_AUSGEWÄHLTE TEXTSTELLE_:
━━━━━━━━

Die "holistische" Methode des Autors mag anhand eines Beispiels anschaulich werden: Das vierte Kapitel handelt von "technischen Revolutionen und der Geographie der Gene". Beantwortet werden soll die Frage, warum und wie sich vor etwa zehntausend Jahren die erste grosse Expansion des Ackerbaus, vom Mittleren Osten ausgehend, langsam in Europa ausgebreitet hat. Man kann sie als "neolithische Expansion" (Jungsteinzeit) bezeichnen, weil sie mit neuen Herstellungstechniken für Steinwerkzeuge zusammenfiel.

Cavalli-Sforza beginnt mit demographischen Feststellungen. Die Entwicklung neuer Techniken ermöglichte zunächst den Übergang von einer nomadisierenden Jäger- und Sammlerzivilisation, deren Bevölkerungsdichte relativ stabil blieb, zu einer Kultur des Ackerbaus und der Viehzucht. Diese neue Form der Nahrungsmittelproduktion führte zu einem enormen Bevölkerungswachstum, das seinerseits mit Migrationen einherging. "Die Einführung des Ackerbaus", schreibt Cavalli-Sforza, "führte also einerseits zu einer lokalen Verdichtung und andererseits zu einer geographischen Expansion, die sich so lange fortsetzen konnte, wie es die lokale Ökologie erlaubte."

━━━━━━━━

_SCHRIFTLICHE AUFGABEN_:
A: Erkläre in ein bis drei Sätzen, warum die Textstelle über die Ausbreitung des Ackerbaus diese Expansion als „neolithische Expansion“ bezeichnet.
B: Schreibe in den Einträgen alles von der Zeile mit „[locate] freight wagon (one dot each)“ bis hinunter zum Ende der Einträge als JSON-Liste von Zeichenketten um. Jede Zeile wird ein Element, beide Enden gehören dazu, und Leerzeilen entfallen.
Die Textstelle und die Einträge sind voneinander unabhängiges Material.

_GEGEBENE DATEN_:
━━━━━━━━

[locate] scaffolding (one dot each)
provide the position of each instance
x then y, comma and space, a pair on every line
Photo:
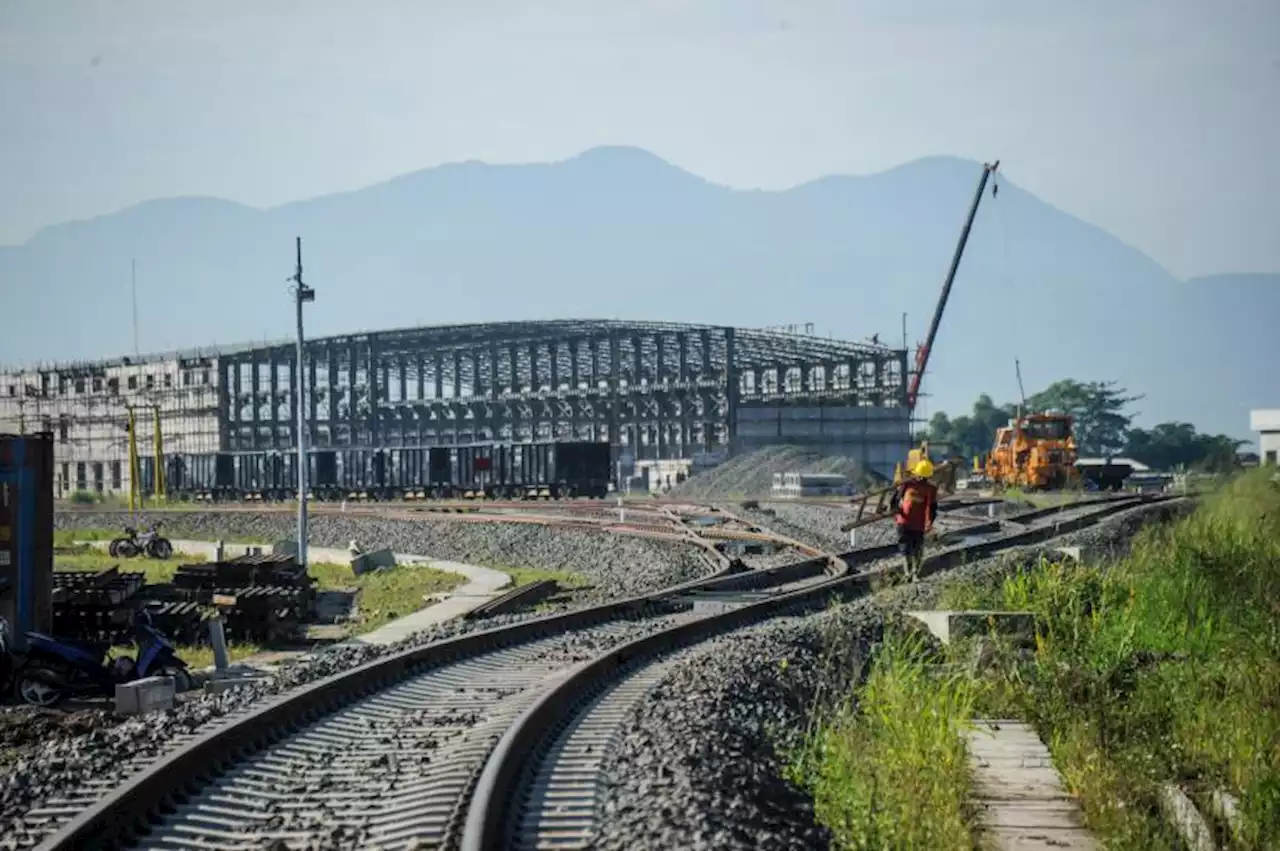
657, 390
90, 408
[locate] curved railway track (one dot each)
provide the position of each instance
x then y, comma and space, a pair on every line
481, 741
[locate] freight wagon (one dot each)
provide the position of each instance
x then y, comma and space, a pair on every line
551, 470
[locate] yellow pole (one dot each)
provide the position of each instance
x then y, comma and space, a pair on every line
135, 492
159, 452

━━━━━━━━

_LÖSUNGEN IN REIHENFOLGE_:
A: Die Expansion kann so bezeichnet werden, weil sie mit neuen Herstellungstechniken für Steinwerkzeuge zusammenfiel. „Neolithisch“ steht dabei für die Jungsteinzeit.

B:
[
  "[locate] freight wagon (one dot each)",
  "provide the position of each instance",
  "x then y, comma and space, a pair on every line",
  "551, 470",
  "[locate] yellow pole (one dot each)",
  "provide the position of each instance",
  "x then y, comma and space, a pair on every line",
  "135, 492",
  "159, 452"
]